--- Assignment ---
Your answer must be the full set of entries, repeated exactly.

--- Extracted material ---
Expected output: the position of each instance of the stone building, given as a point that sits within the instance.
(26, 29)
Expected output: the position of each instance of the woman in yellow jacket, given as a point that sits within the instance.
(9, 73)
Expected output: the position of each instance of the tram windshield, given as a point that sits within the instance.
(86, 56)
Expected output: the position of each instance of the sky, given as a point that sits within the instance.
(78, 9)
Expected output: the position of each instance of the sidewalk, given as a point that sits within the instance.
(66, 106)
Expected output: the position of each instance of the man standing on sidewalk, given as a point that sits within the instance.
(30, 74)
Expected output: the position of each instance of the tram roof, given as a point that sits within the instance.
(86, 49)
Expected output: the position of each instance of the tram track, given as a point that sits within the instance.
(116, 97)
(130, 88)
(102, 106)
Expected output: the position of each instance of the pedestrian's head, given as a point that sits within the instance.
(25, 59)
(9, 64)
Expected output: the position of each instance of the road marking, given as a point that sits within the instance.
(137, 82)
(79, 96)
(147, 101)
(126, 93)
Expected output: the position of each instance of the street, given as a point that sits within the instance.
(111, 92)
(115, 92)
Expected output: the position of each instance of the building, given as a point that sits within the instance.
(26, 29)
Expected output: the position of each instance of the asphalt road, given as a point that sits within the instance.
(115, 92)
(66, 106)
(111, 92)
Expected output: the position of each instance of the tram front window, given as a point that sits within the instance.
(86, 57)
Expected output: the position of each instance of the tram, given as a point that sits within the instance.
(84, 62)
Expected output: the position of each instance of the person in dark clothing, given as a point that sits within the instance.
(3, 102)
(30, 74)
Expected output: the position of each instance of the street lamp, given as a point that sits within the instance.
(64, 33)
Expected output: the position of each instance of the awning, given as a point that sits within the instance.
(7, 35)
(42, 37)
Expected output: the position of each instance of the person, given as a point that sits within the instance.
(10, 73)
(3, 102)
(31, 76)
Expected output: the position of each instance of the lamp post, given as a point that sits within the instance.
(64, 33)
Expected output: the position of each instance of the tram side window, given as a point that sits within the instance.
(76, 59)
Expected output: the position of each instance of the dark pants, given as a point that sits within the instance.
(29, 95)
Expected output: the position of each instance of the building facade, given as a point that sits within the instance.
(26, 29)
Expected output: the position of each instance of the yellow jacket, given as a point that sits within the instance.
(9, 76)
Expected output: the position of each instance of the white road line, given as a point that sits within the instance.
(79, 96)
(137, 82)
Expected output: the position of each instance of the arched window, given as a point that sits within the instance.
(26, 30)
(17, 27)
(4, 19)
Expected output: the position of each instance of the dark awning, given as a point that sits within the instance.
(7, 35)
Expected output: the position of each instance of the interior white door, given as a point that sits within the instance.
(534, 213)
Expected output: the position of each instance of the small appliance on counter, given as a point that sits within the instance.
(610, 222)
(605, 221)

--- Result for this task ---
Expected output: the position of each instance of the stone building, given as a point that sits within the instance.
(26, 29)
Expected output: the position of each instance of the woman in yellow jacket, given as a point that sits within the instance.
(9, 73)
Expected output: the position of each instance of the tram windshield, given as a point that sits within the instance.
(86, 56)
Expected output: the position of each instance of the sky, given as a point that sits within the instance.
(78, 9)
Expected output: the position of each instance of the sidewalk, given as a point that sits within the instance.
(66, 106)
Expected output: the position of each instance of the man standing on sidewalk, given as a point that sits within the instance.
(30, 74)
Expected output: the position of each instance of the tram roof, given as a point that sits within the instance.
(86, 49)
Expected output: the position of each instance of the tram track, given as a point that sits within the instance.
(116, 97)
(130, 88)
(102, 106)
Expected output: the position of each instance of the pedestrian's head, given as a point that sits within the instance.
(25, 59)
(9, 64)
Expected output: the position of each instance of the road marking, given as a point that sits within the instance.
(137, 82)
(79, 96)
(147, 101)
(126, 93)
Expected output: the position of each instance of the street, given as a point that sits within the instance.
(111, 92)
(115, 92)
Expected output: the position of each instance of the building, given as a point that sits within the instance.
(26, 29)
Expected output: the position of each instance of the asphalt road, given as a point that sits within the instance.
(115, 92)
(66, 106)
(111, 92)
Expected output: the position of each instance of the tram front window, given as a point that sits within the instance.
(86, 57)
Expected output: the position of each instance of the tram, given as a point that sits within the instance.
(84, 62)
Expected output: the position of each instance of the person in dark clothing, given as a point that sits within the instance.
(3, 102)
(30, 74)
Expected output: the position of each instance of the street lamp, given as a point that sits within the instance.
(64, 33)
Expected output: the position of each instance of the awning, given as a point that sits within the instance.
(7, 35)
(42, 37)
Expected output: the position of each instance of the person, given as a point that sits within the instance.
(10, 73)
(3, 102)
(31, 76)
Expected output: the position of each instance of the lamp post, given as a point that sits within the instance.
(64, 33)
Expected output: the position of each instance of the tram side window, given as a point that sits within the instance.
(76, 59)
Expected output: the position of each instance of the dark pants, given as a point that sits within the instance.
(29, 95)
Expected output: the position of each instance of the building facade, given as a point that sits within the instance.
(26, 29)
Expected output: the position of each instance of the yellow jacket, given as a point that sits within the instance.
(9, 76)
Expected output: the position of each instance of the white road line, given as a point that sits within the instance.
(79, 96)
(137, 82)
Expected output: the position of each instance of the arched window, given as a point that sits within the instance.
(26, 30)
(17, 27)
(4, 19)
Expected output: the position of each instance of the dark awning, given as a point that sits within the instance.
(7, 35)
Expected output: the position of each instance of the interior white door, given as a point that sits within the instance.
(534, 213)
Expected output: the position of each instance of the small appliance on counter, given as a point that sits within the instance.
(610, 222)
(605, 221)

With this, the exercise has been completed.